Write each line out exactly, leaving none out.
# Data provided start
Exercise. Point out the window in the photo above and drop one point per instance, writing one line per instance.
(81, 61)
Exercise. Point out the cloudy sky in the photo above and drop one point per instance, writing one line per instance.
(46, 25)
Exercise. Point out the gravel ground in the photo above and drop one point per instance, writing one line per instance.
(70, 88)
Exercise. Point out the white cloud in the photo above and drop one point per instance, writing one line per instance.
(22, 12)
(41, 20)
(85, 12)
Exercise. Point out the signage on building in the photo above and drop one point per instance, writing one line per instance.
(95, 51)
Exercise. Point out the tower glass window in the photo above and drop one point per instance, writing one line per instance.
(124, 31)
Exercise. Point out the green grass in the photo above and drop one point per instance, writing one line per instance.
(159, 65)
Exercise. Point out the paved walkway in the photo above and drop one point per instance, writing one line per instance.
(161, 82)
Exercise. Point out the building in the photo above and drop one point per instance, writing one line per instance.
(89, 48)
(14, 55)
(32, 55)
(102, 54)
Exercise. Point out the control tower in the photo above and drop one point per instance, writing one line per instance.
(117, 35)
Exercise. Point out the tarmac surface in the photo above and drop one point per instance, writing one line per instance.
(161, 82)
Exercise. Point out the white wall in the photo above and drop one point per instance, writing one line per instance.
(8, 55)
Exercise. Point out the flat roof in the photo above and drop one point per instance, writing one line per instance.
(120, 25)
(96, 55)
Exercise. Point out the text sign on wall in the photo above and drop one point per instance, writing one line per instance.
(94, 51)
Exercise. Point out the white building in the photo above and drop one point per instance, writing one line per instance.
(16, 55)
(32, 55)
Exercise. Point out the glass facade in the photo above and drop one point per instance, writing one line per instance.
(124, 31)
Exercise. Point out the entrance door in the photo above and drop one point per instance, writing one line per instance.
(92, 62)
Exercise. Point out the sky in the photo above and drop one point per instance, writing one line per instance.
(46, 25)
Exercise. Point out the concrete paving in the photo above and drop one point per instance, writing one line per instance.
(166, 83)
# Data provided end
## Answer to the exercise
Exercise. Point out the window in the photo above and drop one point per instance, writing one line per instance.
(81, 61)
Exercise. Point out the cloudy sky in the photo above and drop one point per instance, writing one line per instance.
(46, 25)
Exercise. Point out the gravel ground in the photo above and drop one point per instance, writing one line per instance.
(70, 88)
Exercise. Point out the white cloud in the photo above and drop one point per instance, writing one line per instance.
(22, 12)
(41, 20)
(85, 12)
Exercise. Point out the signage on building in the photo above and drop one point per instance, writing one line per instance.
(95, 51)
Exercise. Point out the tower glass window in the photo above and drop one point per instance, writing one line per instance.
(124, 31)
Exercise. Point out the green grass in the photo above and drop one point per instance, writing one line per instance.
(159, 65)
Exercise. Point out the paved walkway in the photo above and drop one point per instance, writing one line per instance.
(161, 82)
Exercise. Point out the building in the photo above and drop one point per instance, writing one line per instance.
(89, 48)
(14, 55)
(32, 55)
(102, 54)
Exercise. Point out the control tower in the photo above and drop one point per instance, writing one line per instance.
(117, 35)
Exercise. Point out the tarmac surface in the photo above and drop one point per instance, writing one line per instance.
(161, 82)
Exercise. Point out the white wall in the photo above and drop one point per instance, writing one line per instance.
(8, 55)
Exercise. Point out the flat roof in the photo above and drop one point per instance, writing one line per instance.
(120, 25)
(96, 55)
Exercise. Point out the text sign on wall in the photo above and drop one point per instance, writing one line per instance.
(94, 51)
Exercise. Point out the white building in the photo above and drop one point per instance, writing one line per instance.
(16, 55)
(32, 55)
Exercise. Point out the glass facade in the photo above and drop one point per instance, writing one line per instance.
(124, 31)
Exercise. Point out the entrance door in the photo above and drop one point per instance, writing one line per instance.
(92, 62)
Exercise. Point out the sky in the photo above and drop one point per instance, writing one line per instance.
(46, 25)
Exercise. Point out the concrete paving in the photo above and drop one point per instance, writing one line per instance.
(166, 83)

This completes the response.